Given passage:
◇ ◇ ◇ ◇ ◇ ◇ ◇

She spent her days in the cemetery in this town in the countryside dotted with Etruscan tombs about 50 miles northwest of Rome.
About six months after Riccardo died, Mrs. Della Corte noticed a newspaper account of how Dr. Antinori helped an Italian woman in her late 50s give birth.
"Mauro said, 'If she can do it, you can, too.' "
Mrs. Della Corte became pregnant after the first in-vitro fertilization, but miscarried after 40 days. The seventh attempt resulted in Riccardo. Photo
"Riccardo, give me a kiss." Riccardo smacked one on her cheek, and Mrs. Della Corte beamed.
With the indulgence and patience of a grandma, Mrs. Della Corte looked on sweetly as he worked his mischief. Only when he threatened to hurl her silver teapot collection across the room did she let out a loud "Ree-CAR-do."
His name echoed through the streets as mother and child took their afternoon outing in the pine-shaded park that serves as town square for Canino's 5,000 souls.
"Curly top," called out one girl heading to buy an ice cream cone and stopping to toss his fluffy hair.
"Riccardo is a beautiful surprise," says Alessio Burlini, 16. His birth "is accepted by everyone ... It's a beautiful thing."
This afternoon, mother and son got a lift to the park, but sometimes, Mrs. Della Corte says, she carries the 46-pound Riccardo in her arms the half-mile there.

◇ ◇ ◇ ◇ ◇ ◇ ◇

Supplied data:
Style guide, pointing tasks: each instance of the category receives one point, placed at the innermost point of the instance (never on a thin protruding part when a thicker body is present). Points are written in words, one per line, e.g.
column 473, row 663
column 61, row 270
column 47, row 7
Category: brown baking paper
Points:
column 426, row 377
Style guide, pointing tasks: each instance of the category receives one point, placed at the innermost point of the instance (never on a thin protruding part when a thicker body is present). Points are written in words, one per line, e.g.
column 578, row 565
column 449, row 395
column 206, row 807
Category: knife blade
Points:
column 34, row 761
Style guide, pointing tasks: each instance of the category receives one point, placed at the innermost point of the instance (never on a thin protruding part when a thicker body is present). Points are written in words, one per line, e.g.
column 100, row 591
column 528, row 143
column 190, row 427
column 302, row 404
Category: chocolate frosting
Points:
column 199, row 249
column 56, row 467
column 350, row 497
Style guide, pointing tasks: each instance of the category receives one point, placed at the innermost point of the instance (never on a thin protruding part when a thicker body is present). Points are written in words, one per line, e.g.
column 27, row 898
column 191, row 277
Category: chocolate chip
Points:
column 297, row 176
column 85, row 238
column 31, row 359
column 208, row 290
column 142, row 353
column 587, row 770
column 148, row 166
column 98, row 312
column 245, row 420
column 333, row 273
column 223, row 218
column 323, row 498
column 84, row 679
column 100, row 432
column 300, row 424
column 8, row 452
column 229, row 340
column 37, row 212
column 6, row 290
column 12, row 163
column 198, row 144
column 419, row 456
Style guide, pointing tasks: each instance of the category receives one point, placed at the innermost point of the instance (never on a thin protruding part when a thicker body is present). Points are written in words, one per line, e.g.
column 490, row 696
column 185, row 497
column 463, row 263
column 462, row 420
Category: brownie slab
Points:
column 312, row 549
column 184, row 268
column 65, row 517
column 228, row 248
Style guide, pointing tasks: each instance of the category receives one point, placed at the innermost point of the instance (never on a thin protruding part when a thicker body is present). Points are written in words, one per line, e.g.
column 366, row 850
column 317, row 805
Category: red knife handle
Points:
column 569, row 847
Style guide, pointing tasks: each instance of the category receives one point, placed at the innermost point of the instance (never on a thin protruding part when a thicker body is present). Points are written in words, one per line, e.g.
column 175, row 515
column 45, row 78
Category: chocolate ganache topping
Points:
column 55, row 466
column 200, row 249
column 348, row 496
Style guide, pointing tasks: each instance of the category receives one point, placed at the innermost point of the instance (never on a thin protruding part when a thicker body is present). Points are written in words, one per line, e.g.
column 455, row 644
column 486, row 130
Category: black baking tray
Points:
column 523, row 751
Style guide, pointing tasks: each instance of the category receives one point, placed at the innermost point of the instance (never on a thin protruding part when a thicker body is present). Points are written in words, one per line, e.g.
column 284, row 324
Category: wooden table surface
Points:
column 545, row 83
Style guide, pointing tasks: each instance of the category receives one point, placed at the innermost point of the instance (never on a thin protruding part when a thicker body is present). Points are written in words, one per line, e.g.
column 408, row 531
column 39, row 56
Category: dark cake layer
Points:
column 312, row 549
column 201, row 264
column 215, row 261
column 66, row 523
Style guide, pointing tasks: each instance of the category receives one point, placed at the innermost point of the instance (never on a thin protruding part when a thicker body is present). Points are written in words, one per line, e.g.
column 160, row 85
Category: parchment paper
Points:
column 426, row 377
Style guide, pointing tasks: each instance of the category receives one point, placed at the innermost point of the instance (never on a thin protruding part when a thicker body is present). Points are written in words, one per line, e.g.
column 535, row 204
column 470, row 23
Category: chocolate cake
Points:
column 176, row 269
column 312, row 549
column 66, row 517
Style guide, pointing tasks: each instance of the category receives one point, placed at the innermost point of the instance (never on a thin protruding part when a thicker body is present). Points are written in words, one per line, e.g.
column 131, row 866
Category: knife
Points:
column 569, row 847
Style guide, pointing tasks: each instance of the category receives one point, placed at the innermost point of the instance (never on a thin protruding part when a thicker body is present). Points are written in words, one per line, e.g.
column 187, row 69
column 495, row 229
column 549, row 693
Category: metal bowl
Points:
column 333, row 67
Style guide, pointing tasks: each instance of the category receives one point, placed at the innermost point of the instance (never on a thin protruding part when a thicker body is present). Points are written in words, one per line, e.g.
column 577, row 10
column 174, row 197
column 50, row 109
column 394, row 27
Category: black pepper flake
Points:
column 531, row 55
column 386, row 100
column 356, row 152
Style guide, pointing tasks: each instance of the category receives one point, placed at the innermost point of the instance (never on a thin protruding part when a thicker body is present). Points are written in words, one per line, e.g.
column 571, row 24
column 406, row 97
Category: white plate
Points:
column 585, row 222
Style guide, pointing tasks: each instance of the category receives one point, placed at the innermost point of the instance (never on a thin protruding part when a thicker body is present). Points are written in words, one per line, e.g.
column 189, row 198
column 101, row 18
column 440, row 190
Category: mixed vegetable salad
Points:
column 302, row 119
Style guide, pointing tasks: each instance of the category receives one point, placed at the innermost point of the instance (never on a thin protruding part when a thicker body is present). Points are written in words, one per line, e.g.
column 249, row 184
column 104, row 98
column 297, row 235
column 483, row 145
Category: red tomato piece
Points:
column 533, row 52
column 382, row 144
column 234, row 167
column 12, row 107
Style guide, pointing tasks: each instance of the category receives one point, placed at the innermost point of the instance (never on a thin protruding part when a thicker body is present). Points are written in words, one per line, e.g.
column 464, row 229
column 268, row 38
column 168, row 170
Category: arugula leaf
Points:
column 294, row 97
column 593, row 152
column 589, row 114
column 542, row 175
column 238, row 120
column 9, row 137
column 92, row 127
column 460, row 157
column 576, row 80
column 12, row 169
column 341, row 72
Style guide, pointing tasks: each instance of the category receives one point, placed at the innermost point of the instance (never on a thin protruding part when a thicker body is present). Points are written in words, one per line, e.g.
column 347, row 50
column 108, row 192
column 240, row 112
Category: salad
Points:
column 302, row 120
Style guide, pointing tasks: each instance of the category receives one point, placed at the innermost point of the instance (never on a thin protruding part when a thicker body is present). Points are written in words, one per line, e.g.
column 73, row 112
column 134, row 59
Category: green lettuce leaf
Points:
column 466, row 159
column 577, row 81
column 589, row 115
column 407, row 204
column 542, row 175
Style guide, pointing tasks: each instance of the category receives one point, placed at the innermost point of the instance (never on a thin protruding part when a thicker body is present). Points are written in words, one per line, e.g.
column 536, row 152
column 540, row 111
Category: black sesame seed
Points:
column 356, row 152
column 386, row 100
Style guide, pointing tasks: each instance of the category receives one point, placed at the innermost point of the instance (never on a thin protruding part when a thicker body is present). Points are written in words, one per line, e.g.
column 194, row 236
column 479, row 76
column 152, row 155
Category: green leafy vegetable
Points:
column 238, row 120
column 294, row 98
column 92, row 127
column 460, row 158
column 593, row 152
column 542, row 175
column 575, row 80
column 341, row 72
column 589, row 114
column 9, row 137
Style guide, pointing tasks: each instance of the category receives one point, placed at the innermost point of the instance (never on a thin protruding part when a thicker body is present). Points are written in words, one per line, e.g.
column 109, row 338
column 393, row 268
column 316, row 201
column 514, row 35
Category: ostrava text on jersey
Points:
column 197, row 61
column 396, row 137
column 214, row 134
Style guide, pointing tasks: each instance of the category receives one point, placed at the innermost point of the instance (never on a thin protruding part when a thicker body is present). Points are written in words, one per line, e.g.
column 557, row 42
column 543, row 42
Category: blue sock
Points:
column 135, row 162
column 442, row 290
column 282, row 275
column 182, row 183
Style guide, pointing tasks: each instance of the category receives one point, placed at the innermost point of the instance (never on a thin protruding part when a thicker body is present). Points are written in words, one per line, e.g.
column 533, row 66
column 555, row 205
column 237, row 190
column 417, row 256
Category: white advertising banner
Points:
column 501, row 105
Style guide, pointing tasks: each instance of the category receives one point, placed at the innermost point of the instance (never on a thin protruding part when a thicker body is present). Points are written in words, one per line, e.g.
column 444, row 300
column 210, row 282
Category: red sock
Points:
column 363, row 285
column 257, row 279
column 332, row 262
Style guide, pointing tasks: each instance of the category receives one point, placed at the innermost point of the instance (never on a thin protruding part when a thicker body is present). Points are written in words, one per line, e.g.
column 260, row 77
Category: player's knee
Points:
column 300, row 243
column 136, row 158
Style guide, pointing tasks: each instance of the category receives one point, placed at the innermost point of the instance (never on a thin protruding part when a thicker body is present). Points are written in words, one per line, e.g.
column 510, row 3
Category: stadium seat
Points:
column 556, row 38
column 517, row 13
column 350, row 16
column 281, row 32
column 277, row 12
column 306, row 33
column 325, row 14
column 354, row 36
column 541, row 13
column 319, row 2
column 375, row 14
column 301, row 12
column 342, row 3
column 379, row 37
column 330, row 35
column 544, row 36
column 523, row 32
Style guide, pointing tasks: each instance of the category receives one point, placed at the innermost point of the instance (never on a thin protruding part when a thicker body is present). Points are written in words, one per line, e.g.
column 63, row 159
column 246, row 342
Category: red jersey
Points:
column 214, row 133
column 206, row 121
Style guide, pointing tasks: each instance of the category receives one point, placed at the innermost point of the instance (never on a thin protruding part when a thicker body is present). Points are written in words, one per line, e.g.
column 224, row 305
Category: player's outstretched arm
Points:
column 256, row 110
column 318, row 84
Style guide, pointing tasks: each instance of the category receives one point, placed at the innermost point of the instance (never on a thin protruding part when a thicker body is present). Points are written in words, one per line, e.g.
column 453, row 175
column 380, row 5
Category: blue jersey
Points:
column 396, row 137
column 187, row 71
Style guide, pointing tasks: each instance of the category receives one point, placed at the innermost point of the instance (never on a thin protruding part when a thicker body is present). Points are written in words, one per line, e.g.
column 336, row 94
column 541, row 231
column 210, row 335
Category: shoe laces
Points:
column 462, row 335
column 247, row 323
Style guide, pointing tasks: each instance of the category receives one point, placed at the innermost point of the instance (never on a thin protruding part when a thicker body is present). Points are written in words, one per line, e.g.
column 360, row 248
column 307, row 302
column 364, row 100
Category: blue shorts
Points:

◇ ◇ ◇ ◇ ◇ ◇ ◇

Work to complete:
A. For each statement, say whether it agrees with the article about Mrs. Della Corte and her son Riccardo. Answer yes or no, and quote the words of the article that decide it.
(i) Mrs. Della Corte's first in-vitro fertilization ended in a miscarriage.
(ii) Canino has about 50,000 residents.
(iii) Mrs. Della Corte always gets a ride when she takes Riccardo to the park.
B. In the article about Mrs. Della Corte and Riccardo, which in-vitro fertilization attempt produced Riccardo?
C. Carry the article about Mrs. Della Corte and Riccardo forward from its final sentence.

Answer list:
A.
(i) Yes: "Mrs. Della Corte became pregnant after the first in-vitro fertilization, but miscarried after 40 days."
(ii) No: "Canino's 5,000 souls."
(iii) No: "sometimes, Mrs. Della Corte says, she carries the 46-pound Riccardo in her arms the half-mile there."

B. The seventh attempt.

C.
"I still feel strong," she says. "I want to go on. I don't feel old."
Her skin is tight, her figure trim, with no sign of middle-age spread or old-age stooping.
"She looks lively enough, like her son," says Antonia Marinacci, 41, mother of another tot sharing a seesaw with Riccardo. His birth "made her younger."
Riccardo is spoiled, and Mrs. Della Corte wants it that way.
"If I were younger, I'd deny him things," she says. "Someday I'm afraid I'll leave him alone and he'll not have had everything that a mother can give."
Dr. Antinori says he will help post-menopausal women become pregnant only if they are healthy and if the couple's own parents have lived to a ripe old age, a sign longevity might run in the family.
Mauro Della Corte, just recuperating from surgery for varicose veins, says he has no doubts he and his wife will be alive -- and in their 80s -- when their son is in high school.
"My parents lived to be 89," he says. "If I live to be 85, he'll be 21. When the other Riccardo was 15, he could run the farm."
Mr. Della Corte, an architect by profession, oversees 123 acres of olive trees, grain and vineyards which, his wife said, will one day be Riccardo's.
Mrs. Della Corte paused before volunteering that when she decided to have "little" Riccardo, motherhood, not mortality, was on her mind.
"I didn't want to think of these things, but now, every so often, I do think of them," she says. "I think, 'Did I make a mistake, did I do wrong?' Then I see him smiling, playing, and I know I did right.
"When he's big, he'll be told. When he's 5, I'll say that mommy wanted to have a baby and there was a doctor who helped me.
"When he's even bigger I'll tell him there was this woman and she gave this egg and now she's dead."
And if Riccardo doesn't believe the lie, and wants to know his biological mother?
"I'll tell him, 'I gave you my blood for nine months. There's nothing of that lady in you. I'm the mother.' "
A year after Riccardo's birth, Mrs. Della Cortes considered having a second child, but abandoned the idea after the ethical and medical flap.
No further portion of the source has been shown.